**THE REQUEST**
Retype everything from the line containing "the wall backdrop?" down to the end of the records, including both of those lines.

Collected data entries
========

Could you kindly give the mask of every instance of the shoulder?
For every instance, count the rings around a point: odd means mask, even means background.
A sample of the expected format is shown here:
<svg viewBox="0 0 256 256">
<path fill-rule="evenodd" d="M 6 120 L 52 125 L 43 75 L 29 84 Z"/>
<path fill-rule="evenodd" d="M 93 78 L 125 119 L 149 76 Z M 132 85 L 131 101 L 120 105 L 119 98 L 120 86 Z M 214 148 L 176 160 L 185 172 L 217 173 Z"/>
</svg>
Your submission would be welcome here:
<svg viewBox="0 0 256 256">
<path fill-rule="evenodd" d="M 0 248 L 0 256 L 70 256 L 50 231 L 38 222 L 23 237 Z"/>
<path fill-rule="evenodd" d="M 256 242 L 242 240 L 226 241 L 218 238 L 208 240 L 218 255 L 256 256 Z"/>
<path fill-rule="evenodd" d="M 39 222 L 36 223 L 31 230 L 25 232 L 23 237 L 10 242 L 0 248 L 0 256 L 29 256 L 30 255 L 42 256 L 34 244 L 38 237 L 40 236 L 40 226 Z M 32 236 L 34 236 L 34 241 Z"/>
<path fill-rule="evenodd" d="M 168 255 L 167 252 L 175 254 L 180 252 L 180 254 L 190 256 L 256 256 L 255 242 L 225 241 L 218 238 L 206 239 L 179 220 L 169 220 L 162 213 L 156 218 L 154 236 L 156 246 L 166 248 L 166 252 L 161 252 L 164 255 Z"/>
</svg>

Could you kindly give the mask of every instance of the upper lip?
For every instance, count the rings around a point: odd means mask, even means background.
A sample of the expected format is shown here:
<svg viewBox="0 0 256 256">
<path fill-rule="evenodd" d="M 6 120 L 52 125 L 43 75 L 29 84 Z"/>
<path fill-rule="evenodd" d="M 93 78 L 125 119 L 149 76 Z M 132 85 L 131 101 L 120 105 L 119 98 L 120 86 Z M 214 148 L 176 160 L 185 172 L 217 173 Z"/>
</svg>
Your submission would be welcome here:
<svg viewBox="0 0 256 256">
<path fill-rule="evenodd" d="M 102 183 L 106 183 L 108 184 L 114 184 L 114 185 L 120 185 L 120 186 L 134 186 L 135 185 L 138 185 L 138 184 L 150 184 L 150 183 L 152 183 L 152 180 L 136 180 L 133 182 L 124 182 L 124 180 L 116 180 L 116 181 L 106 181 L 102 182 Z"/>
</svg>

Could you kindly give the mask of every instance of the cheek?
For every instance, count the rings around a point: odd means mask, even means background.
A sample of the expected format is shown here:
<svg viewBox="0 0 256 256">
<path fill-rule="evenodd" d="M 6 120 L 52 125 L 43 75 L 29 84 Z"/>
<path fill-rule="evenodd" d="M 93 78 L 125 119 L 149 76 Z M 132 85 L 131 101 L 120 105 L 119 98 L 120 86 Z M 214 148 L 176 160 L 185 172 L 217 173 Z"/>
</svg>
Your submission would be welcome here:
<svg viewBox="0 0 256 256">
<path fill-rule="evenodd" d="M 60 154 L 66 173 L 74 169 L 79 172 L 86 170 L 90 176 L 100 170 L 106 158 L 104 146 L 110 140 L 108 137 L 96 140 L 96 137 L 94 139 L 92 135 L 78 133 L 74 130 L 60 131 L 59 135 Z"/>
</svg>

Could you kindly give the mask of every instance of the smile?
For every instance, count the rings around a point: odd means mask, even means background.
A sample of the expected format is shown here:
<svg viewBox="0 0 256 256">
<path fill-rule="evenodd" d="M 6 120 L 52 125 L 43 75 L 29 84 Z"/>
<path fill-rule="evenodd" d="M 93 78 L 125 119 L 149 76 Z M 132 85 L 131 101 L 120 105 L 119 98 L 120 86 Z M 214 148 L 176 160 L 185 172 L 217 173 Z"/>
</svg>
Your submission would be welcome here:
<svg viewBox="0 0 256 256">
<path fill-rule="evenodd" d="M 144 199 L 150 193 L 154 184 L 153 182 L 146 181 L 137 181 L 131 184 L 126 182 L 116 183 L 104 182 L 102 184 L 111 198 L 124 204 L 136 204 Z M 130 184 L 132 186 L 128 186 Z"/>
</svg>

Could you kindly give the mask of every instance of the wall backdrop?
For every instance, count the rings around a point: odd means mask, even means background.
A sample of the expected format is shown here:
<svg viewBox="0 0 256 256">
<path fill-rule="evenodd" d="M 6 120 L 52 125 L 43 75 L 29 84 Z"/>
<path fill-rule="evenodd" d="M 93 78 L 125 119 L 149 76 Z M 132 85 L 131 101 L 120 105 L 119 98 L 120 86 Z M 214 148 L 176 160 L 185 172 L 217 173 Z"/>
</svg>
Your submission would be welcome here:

========

**THE RESULT**
Could you kindly give the mask of every instance of the wall backdrop?
For every instance, count the rings around a point: odd means mask, even means background.
A sample of the expected format is shown here:
<svg viewBox="0 0 256 256">
<path fill-rule="evenodd" d="M 6 120 L 52 125 L 43 75 L 29 84 Z"/>
<path fill-rule="evenodd" d="M 93 78 L 125 119 L 149 76 Z M 132 85 L 131 101 L 120 105 L 119 98 L 120 86 Z M 214 148 L 176 160 L 185 172 L 217 173 Z"/>
</svg>
Your submission would be welcome here:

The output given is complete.